◆ DOCUMENT EXTRACT

The smallest displays of kindness, like picking up the phone to check-in on someone, and the conversation that follows, could make the difference.

We can all play a role in helping people whose mental health is at risk.

We all get anxious and worry about money, housing and being lonely, especially in these tough times. It’s normal to have these feelings, to feel anxious or that we are not in control of our lives.

What can we do to help those with poor mental health? Small displays of kindness make a massive difference. Checking in with someone, and the conversation that follows, could make a difference.

You don’t need to solve their problems and knowing someone cares could be enough to get them through. And perhaps even save a life.


Five simple steps to helping

Be Aware

Show interest in the people around you. Watch for the warning signs that someone might be struggling.

Ask the question

Show you care. Ask questions about how they are thinking and feeling. Trust your instincts and ask the person directly how they are doing. If you feel they may be struggling let them know that you are worried about them and that you care. But remember many people struggle to reach out for support and sometimes we might need to ask, and ask again, “How are you?”. If you are worried about someone don’t be content with an “I’m alright mate”.

Listen Carefully

Give them time and space to talk and be helpfully nosey. Talking about our fears and feelings can be difficult, even to those closest to us. Be patient and give re-assurance.

Build Support

Explore what help they might need. Build a circle of support through family and friends. Have a look together at what range of help is available to support their mental health or other problems in their life such as debt, employment, relationship problems and so on. Visit https://www.every-life-matters.org.uk/get-help/ to find out more. Set goals about what they can do next. And if it’s useful attend appointments with them or help them plan what they want to say.

◆ REQUIREMENT 1
Name each thing that the passage on supporting mental health says we all get anxious and worry about.
◆ REQUIREMENT 2
Which web address does the passage on supporting mental health give for finding out more about available help?
The items that follow come from a separate source and are unrelated to the passage on supporting mental health.

◆ RECORDED DATA
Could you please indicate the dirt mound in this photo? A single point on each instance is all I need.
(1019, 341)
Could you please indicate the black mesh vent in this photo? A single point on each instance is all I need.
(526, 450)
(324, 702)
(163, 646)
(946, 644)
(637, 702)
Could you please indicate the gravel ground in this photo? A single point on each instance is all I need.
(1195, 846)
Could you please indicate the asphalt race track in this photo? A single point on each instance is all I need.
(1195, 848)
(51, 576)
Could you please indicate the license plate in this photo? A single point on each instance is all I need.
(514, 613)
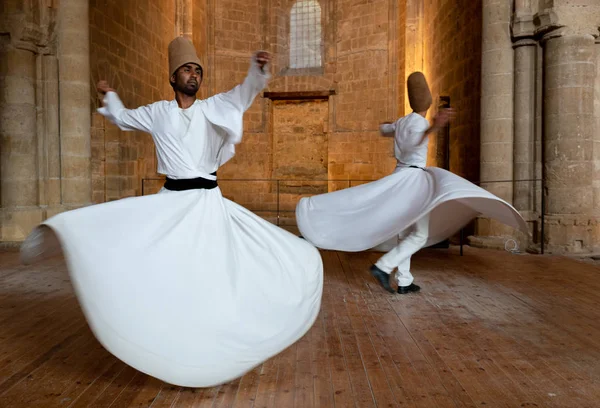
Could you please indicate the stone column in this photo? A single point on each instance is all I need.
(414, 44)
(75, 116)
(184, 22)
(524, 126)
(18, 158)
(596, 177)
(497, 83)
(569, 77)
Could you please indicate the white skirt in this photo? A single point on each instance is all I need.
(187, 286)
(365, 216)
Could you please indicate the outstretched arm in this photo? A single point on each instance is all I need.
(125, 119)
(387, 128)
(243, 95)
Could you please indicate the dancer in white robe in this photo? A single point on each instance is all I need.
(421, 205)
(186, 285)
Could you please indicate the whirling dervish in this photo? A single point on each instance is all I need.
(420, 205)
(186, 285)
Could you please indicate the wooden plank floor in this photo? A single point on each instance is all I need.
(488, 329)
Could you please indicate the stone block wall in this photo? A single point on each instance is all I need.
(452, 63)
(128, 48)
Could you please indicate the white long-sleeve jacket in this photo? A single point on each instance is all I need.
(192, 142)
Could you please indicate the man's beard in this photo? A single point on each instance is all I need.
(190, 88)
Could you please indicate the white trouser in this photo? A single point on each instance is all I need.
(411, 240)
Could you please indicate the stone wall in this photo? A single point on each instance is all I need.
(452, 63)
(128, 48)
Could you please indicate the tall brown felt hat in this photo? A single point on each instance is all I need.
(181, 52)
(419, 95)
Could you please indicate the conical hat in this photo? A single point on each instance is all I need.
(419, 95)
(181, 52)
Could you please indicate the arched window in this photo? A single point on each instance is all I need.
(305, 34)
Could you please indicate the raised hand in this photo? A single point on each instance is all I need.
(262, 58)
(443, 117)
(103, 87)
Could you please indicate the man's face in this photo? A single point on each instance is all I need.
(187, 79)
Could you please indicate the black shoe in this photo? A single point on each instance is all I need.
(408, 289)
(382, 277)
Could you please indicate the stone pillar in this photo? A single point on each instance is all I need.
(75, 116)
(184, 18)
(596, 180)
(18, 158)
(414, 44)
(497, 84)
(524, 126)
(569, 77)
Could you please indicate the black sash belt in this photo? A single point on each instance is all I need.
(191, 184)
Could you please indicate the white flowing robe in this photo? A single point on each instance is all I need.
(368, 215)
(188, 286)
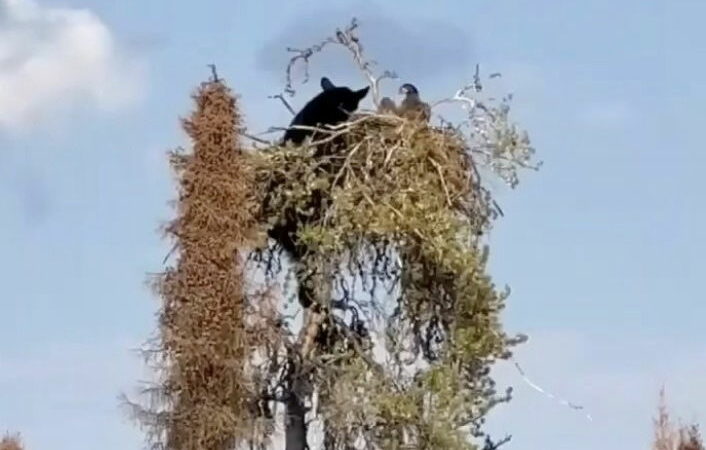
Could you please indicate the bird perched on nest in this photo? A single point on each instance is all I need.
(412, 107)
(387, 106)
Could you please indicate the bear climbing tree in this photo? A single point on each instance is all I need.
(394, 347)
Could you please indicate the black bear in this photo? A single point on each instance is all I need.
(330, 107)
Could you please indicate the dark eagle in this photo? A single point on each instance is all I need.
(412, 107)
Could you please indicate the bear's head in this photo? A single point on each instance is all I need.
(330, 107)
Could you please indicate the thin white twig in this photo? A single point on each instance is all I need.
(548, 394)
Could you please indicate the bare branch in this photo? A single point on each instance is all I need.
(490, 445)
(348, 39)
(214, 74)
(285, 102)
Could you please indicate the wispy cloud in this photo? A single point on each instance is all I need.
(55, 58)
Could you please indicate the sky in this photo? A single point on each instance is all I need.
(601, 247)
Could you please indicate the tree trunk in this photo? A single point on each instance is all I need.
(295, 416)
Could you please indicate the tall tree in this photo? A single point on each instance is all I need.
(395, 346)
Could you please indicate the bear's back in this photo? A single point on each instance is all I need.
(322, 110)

◆ WRITTEN ANSWER 1
Money, housing, and being lonely.

◆ WRITTEN ANSWER 2
https://www.every-life-matters.org.uk/get-help/